TÂCHES À RÉALISER:
• A. Réécrivez l’extrait sur le litige entre Frédéric Desnard et Interparfums, de « Selon l’avocat, sa » jusqu’à « affirme Me Charni. » inclus, en substituant « accord de licence » à « contrat de licence ».
• B. Prolongez l’extrait sur le litige entre Frédéric Desnard et Interparfums au-delà de sa dernière phrase.

Pourtant, à son arrivée dans cette société, comme responsable des services généraux, Frédéric Desnard a fait preuve d’un « dévouement total » au service de son employeur, explique Me Montasser Charni. Mais, à partir de 2009, il est devenu « le +boy+ » des dirigeants de l’entreprise.
Selon l’avocat, sa situation s’est encore dégradée après la perte en 2012 par Interparfums d’un contrat de licence qui a fait chuter le chiffre d’affaires et entraîné des départs dans la société. Sans tâche à exécuter, devenu un « zombie professionnel », il « passait son temps à aller faire des courses pour le président » de la société, affirme Me Charni.
Il décrit un salarié « détruit sur le plan moral et surtout physique », mais qui n’a pas osé se plaindre, dans un contexte de chômage de masse, puisqu’il avait un travail. Pour lui, il s’agit d’un cas de « bore-out », « lorsqu’on vous tue professionnellement par l’ennui ».
Pendant toutes ces années où il dit avoir souffert de harcèlement, Frédéric Desnard, qui touchait une rémunération annuelle de plus de 80.000 euros, n’a « jamais envoyé un mail » à la direction pour se plaindre de sa situation, ni alerté le comité d’hygiène et de sécurité au travail (CHSCT), rétorque de l’autre côté l’avocat d’Interparfums.

DONNÉES FOURNIES:
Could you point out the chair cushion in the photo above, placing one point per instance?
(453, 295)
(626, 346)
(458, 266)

RÉPONSES ATTENDUES:
• A.
Selon l’avocat, sa situation s’est encore dégradée après la perte en 2012 par Interparfums d’un accord de licence qui a fait chuter le chiffre d’affaires et entraîné des départs dans la société. Sans tâche à exécuter, devenu un « zombie professionnel », il « passait son temps à aller faire des courses pour le président » de la société, affirme Me Charni.

• B.
Me Jean-Philippe Benissan fait valoir aussi que le médecin du travail l’a déclaré « apte sans aucune réserve » à chacune de ses visites, jusqu’à la dernière en février 2012, à un moment où le plaignant dit qu’il souffrait déjà de « bore-out ».
Me Benissan dénonce une « stratégie » de l’ancien salarié, ainsi que l' »incohérence » de ses griefs. M. Desnard a saisi les prud’hommes en 2014 « en disant qu’il avait trop de travail », qu’il a « multiplié les casquettes » et maintenant « il décrit un bore-out », s’étonne-t-il.
Le plaignant réclame 150.000 euros en réparation du préjudice moral, 200.000 euros pour nullité du licenciement et 8.000 euros pour le paiement du préavis.
La décision sera rendue le 27 juillet.